Count how many lines in the records below contain the word "white", with case counting, and reply with that number alone.

ROWS

━━━━━━

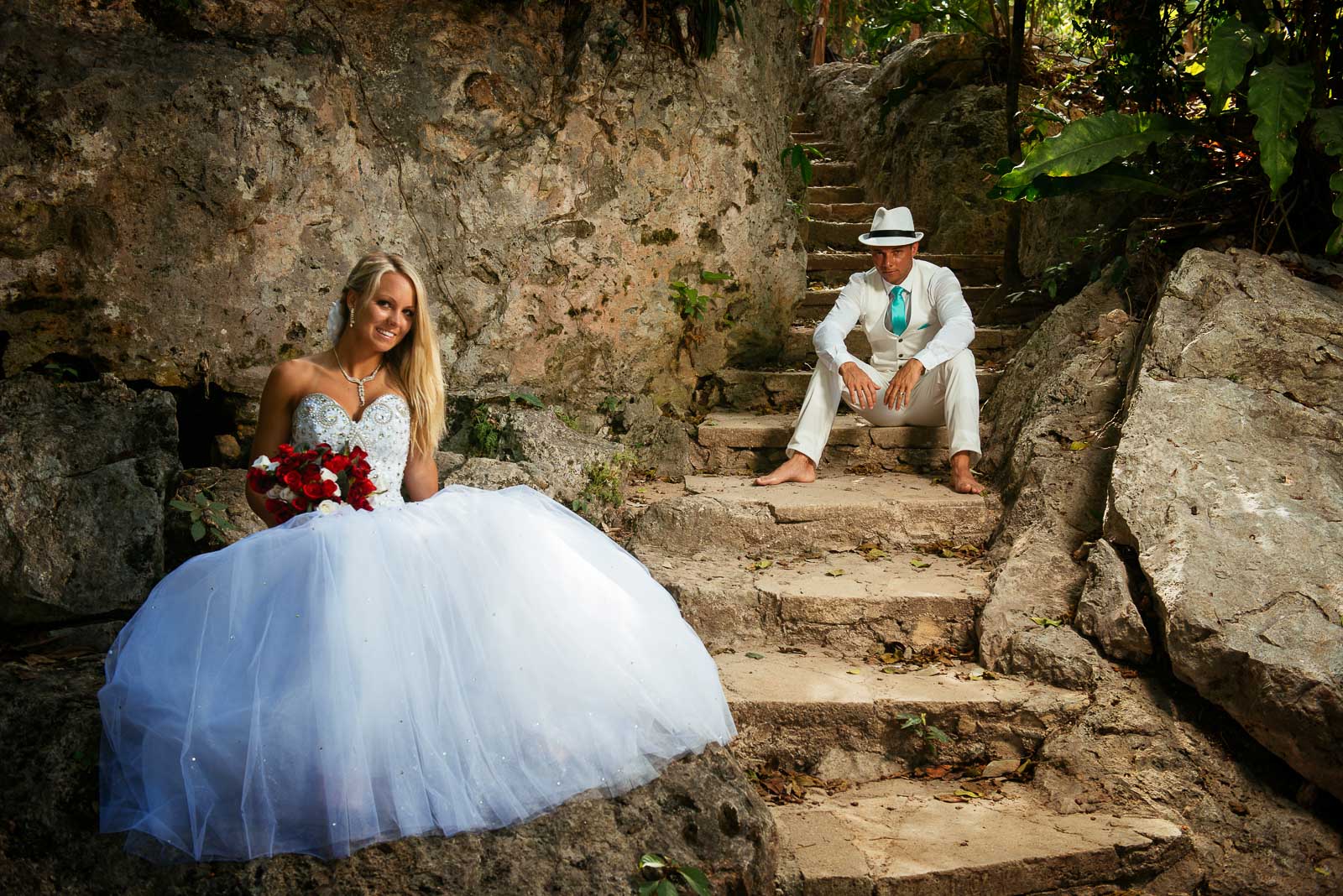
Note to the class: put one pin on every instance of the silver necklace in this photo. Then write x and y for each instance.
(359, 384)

━━━━━━

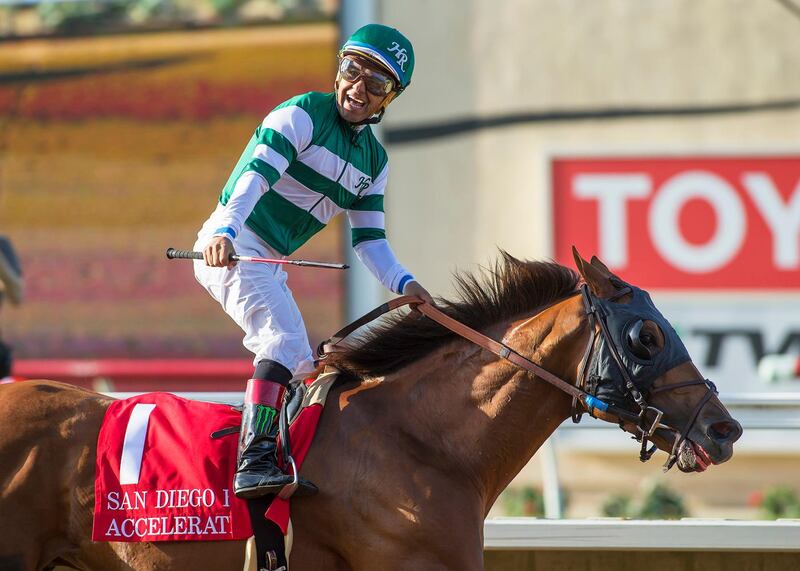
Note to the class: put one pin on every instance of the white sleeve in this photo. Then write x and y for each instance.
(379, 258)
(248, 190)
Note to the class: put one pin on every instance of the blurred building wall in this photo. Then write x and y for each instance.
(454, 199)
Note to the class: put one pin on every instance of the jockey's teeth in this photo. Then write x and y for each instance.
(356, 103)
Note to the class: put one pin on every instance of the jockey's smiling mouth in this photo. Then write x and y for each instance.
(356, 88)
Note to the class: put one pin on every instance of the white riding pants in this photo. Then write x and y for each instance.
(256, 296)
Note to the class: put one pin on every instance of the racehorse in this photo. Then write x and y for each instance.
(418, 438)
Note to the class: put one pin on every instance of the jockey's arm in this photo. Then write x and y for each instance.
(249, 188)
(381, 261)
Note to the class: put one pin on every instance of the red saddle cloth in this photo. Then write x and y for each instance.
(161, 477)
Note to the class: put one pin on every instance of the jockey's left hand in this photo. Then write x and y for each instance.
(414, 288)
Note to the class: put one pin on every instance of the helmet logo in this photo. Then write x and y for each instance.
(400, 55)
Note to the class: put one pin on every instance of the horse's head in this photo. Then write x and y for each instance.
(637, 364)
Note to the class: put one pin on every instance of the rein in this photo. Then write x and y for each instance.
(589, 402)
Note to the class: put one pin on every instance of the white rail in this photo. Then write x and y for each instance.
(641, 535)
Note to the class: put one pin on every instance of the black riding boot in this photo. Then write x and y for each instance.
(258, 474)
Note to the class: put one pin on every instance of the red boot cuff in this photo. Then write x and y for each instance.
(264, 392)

━━━━━━

FULL SOLUTION
3